### HOW TO COMPLETE THIS TASK
Copy, word for word, the lines of the entries below between the one with "the green fern" and the one with "of the pink", inclusive, and leave out everything else.

### DATA
━━━━━━━━

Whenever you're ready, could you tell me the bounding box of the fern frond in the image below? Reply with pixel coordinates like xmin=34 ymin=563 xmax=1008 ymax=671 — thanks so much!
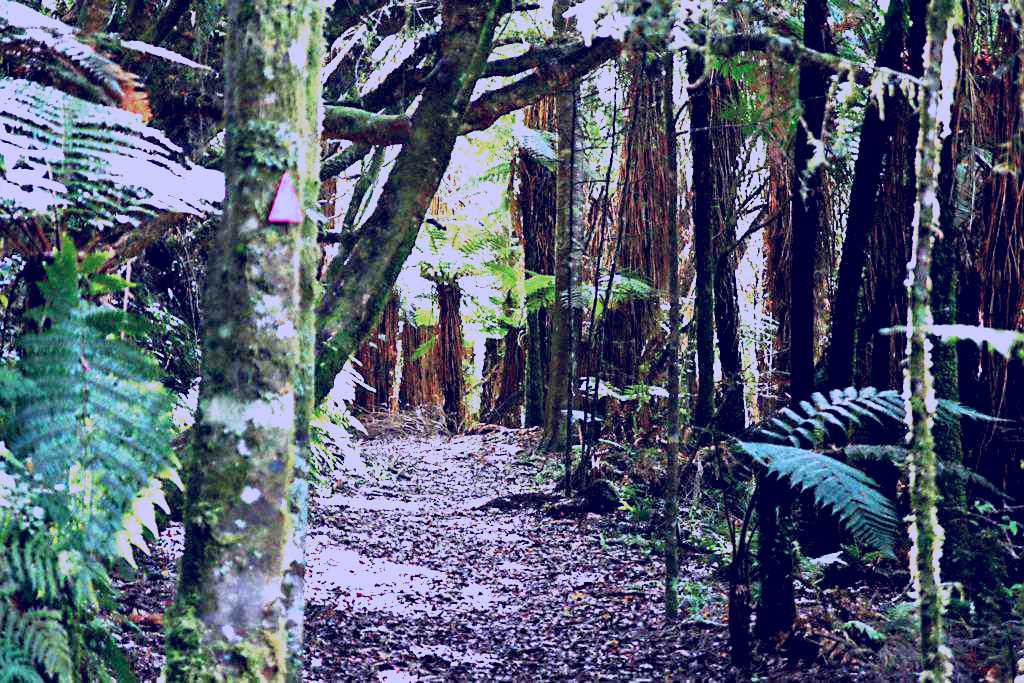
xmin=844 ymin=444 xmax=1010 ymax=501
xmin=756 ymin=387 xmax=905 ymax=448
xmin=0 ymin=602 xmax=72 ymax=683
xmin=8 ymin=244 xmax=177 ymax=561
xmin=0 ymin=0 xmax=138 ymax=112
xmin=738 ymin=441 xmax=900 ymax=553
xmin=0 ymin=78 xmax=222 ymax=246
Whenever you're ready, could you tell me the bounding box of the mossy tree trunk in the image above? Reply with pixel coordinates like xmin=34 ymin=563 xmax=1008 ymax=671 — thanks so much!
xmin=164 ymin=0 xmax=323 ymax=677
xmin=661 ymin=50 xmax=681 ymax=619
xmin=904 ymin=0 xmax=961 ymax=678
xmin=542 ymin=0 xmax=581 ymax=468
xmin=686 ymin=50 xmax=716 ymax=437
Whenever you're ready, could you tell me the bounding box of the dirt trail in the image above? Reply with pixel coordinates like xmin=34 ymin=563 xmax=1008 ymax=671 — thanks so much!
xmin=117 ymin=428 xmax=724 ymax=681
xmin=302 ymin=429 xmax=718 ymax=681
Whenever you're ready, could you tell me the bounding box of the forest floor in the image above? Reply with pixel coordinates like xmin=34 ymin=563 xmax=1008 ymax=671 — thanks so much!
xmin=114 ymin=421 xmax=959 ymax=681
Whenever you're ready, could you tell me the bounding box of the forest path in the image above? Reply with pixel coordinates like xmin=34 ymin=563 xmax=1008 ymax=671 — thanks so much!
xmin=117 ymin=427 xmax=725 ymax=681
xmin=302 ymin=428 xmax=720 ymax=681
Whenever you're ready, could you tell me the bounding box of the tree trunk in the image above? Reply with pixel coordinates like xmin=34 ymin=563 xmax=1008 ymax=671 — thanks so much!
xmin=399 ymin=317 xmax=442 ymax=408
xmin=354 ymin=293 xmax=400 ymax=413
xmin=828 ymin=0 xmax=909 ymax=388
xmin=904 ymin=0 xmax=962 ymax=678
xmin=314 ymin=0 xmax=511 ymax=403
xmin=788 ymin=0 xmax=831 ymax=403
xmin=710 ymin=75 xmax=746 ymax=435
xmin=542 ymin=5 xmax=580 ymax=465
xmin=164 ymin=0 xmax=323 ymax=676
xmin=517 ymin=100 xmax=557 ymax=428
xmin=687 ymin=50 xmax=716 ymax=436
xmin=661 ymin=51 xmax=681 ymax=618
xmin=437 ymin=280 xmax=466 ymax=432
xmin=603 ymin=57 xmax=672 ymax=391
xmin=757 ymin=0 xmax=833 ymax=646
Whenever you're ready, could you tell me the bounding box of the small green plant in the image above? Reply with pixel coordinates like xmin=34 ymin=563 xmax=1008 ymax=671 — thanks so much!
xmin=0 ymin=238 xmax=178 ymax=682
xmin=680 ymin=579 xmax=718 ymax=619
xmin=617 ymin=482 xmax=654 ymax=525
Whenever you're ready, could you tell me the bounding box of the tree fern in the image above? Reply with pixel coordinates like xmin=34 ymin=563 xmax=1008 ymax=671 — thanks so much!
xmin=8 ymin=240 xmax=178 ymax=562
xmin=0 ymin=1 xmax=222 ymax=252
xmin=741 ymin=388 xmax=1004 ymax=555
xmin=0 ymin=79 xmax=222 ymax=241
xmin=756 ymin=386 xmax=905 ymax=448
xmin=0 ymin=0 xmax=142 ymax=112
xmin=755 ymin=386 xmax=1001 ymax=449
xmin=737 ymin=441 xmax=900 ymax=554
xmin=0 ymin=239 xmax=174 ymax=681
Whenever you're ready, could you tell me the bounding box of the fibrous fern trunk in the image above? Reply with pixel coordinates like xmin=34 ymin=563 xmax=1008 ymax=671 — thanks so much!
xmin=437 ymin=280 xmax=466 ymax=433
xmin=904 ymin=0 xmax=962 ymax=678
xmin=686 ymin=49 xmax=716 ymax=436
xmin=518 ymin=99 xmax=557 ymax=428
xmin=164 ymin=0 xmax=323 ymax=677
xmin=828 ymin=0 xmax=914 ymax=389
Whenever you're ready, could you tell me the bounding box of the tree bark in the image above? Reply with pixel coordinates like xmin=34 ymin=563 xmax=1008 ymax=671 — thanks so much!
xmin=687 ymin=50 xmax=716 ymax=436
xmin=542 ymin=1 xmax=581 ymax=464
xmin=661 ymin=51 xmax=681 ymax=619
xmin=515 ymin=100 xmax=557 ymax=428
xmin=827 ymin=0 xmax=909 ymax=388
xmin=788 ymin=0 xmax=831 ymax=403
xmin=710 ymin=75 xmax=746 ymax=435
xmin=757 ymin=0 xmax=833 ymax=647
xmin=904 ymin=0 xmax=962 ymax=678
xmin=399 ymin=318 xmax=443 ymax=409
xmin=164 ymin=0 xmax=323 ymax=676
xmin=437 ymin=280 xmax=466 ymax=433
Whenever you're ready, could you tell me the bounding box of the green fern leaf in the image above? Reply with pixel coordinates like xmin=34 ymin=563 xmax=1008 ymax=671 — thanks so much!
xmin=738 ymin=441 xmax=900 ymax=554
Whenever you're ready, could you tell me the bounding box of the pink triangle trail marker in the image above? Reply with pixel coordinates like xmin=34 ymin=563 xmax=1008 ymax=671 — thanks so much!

━━━━━━━━

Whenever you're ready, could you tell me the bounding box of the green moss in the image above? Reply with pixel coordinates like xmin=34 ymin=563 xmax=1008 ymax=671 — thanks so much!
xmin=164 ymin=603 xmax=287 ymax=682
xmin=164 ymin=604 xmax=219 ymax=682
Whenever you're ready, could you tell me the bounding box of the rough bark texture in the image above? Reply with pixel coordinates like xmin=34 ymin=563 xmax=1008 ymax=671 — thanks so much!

━━━━━━━━

### RESULT OF THIS TASK
Whenever you're ready, could you tell me the bounding box of the green fern leaf in the image above? Reply with pixel coordinates like xmin=34 ymin=563 xmax=1008 ymax=671 — thanks so much!
xmin=738 ymin=441 xmax=900 ymax=554
Whenever you're ready, could you tell me the bounding box of the pink triangle trail marker in the image above? Reply with pixel coordinates like xmin=34 ymin=563 xmax=1008 ymax=671 — thanks so much!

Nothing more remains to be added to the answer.